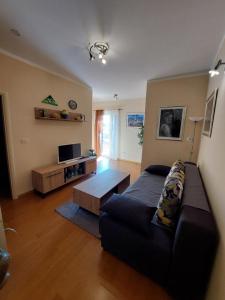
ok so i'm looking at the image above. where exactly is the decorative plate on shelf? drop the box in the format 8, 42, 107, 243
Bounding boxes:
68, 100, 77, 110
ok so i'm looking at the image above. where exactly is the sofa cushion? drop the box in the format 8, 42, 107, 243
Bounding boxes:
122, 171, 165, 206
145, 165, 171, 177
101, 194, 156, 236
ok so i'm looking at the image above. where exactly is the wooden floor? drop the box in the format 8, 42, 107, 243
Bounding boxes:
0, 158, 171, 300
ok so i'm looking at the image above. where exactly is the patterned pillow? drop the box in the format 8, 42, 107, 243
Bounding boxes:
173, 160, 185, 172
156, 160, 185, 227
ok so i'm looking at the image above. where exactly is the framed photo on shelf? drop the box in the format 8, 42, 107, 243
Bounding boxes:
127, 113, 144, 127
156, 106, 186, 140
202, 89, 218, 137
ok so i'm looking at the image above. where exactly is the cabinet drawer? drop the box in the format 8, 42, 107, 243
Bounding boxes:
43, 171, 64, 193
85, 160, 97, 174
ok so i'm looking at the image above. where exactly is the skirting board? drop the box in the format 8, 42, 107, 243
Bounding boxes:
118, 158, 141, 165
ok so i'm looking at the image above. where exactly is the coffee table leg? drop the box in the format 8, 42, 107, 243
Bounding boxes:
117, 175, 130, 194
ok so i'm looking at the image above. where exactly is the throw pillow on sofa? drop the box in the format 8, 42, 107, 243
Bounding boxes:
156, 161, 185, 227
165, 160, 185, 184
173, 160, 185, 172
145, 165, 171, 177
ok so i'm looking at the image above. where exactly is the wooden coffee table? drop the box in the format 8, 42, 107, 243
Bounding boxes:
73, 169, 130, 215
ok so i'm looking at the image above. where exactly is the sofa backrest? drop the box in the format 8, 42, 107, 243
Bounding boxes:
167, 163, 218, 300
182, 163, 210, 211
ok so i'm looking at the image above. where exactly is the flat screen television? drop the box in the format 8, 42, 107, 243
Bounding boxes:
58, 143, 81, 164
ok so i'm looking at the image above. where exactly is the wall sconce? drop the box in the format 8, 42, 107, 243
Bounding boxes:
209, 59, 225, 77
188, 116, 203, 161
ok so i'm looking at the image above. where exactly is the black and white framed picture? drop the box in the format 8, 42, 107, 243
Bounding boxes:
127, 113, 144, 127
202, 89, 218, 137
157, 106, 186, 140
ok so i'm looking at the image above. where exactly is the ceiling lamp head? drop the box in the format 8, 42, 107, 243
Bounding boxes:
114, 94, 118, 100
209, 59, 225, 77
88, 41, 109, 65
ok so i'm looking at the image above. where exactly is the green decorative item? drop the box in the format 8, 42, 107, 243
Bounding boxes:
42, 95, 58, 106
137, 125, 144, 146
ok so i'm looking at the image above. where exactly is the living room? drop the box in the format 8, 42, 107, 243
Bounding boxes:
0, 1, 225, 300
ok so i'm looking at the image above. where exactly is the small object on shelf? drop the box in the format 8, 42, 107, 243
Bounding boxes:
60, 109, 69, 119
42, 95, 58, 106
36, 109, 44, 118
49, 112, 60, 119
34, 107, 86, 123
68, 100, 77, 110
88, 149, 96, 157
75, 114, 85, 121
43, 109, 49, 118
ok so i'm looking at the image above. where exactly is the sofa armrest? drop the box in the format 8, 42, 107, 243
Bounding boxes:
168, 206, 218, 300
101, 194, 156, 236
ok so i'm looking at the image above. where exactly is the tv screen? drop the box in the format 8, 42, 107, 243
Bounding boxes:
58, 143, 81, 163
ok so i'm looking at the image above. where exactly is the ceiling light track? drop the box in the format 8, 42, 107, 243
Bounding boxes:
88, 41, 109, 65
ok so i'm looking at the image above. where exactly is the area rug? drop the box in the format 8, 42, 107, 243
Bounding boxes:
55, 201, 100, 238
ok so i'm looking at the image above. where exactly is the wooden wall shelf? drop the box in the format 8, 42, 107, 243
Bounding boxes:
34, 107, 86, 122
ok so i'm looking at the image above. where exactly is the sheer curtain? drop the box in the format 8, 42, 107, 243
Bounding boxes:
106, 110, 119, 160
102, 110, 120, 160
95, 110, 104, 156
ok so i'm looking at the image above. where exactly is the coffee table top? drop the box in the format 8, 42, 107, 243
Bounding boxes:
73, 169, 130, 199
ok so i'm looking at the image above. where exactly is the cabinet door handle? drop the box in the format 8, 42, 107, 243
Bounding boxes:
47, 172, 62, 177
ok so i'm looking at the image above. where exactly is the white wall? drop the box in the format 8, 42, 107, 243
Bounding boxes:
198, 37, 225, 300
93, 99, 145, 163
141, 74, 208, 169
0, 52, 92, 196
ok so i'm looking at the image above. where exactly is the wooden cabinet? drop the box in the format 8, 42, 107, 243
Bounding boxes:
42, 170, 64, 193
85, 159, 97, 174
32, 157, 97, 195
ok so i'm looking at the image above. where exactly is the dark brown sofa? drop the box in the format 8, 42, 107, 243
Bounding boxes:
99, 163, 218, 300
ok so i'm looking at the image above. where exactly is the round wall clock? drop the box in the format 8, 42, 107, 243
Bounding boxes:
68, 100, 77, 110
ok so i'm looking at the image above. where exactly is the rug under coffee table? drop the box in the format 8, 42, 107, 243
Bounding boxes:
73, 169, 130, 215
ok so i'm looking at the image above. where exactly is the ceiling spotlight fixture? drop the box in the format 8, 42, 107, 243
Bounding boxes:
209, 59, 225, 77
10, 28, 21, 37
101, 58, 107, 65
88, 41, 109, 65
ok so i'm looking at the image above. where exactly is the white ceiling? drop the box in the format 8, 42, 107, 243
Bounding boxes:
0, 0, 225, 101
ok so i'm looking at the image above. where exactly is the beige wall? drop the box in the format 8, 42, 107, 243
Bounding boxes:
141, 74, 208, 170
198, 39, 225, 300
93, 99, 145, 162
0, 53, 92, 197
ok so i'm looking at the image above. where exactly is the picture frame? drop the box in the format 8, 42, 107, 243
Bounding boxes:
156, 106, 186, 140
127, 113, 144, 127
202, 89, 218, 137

==

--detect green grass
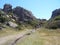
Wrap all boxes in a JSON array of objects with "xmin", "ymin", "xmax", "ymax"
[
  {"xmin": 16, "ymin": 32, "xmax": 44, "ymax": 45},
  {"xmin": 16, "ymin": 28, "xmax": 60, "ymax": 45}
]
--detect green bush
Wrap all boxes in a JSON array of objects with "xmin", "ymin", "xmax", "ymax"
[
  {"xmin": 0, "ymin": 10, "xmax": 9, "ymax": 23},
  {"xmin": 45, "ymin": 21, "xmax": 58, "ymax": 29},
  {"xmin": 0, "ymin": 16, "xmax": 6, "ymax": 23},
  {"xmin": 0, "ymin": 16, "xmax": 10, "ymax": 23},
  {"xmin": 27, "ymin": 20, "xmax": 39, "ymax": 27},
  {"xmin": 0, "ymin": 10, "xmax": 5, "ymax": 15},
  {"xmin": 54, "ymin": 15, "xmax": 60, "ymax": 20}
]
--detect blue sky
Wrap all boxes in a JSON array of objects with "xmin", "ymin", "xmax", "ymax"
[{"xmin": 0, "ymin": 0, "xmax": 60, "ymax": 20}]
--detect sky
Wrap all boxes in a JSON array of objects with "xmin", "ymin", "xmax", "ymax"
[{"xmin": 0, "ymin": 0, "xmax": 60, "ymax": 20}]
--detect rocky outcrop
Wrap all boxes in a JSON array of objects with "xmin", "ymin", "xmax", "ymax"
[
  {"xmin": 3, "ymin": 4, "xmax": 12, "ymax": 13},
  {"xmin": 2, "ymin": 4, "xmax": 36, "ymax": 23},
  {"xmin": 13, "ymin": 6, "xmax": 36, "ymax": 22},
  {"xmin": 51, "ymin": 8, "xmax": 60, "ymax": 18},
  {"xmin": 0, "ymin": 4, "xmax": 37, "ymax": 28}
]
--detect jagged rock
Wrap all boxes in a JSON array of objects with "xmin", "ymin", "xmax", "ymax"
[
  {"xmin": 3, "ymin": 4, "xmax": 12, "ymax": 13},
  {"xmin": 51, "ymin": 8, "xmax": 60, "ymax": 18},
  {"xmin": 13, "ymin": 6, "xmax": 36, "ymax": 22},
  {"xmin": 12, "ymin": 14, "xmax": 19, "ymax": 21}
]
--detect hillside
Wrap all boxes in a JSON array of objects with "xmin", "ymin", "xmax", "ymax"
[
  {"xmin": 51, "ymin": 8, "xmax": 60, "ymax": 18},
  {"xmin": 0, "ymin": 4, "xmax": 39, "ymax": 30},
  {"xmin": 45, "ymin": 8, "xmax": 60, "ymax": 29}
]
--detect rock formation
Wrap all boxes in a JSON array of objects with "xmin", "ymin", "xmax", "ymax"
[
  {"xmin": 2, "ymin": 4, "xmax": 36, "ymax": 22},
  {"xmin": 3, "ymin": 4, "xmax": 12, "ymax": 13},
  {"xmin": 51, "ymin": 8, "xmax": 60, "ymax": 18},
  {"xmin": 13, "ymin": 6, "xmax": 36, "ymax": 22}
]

- Task goal -
Given the records above, restate word for word only the lines starting at the one with "the sofa armrest?" and ending at the one with "the white wall?".

- Reply -
ok so i'm looking at the image above. where exactly is the sofa armrest? drop the box in the format 8, 42, 107, 243
Bounding boxes:
168, 206, 218, 300
101, 194, 156, 236
ok so i'm looking at the image above. where exactly is the tv screen? drop the box in the format 8, 42, 107, 243
Bounding boxes:
58, 143, 81, 163
ok so i'm looking at the image above. where exactly is the ceiling light track? drop the box in the format 8, 42, 107, 243
Bounding boxes:
88, 41, 109, 65
ok so i'm looking at the image above. where exactly is the area rug? drop the box in the format 8, 42, 107, 243
Bounding boxes:
55, 201, 100, 238
ok so i'm looking at the image above. where exactly is the wooden wall shelf? drop the box in the format 8, 42, 107, 243
Bounding boxes:
34, 107, 86, 122
ok so i'm looking at the image above. where exactly is the sheer curtain? drop the box in the format 8, 42, 107, 243
Bounding boxes:
106, 110, 119, 160
102, 110, 120, 160
95, 110, 104, 156
ok so i'm looking at the image above. where exactly is the coffee table top? drop the box in the format 8, 42, 107, 243
Bounding boxes:
73, 169, 130, 199
ok so i'm looking at the image above. where exactly is the cabinet door handle? drop the box in the format 8, 42, 107, 243
Bounding boxes:
47, 172, 62, 177
ok so i'm looking at the image above. where exactly is the white wall? drop the box in the format 8, 42, 107, 243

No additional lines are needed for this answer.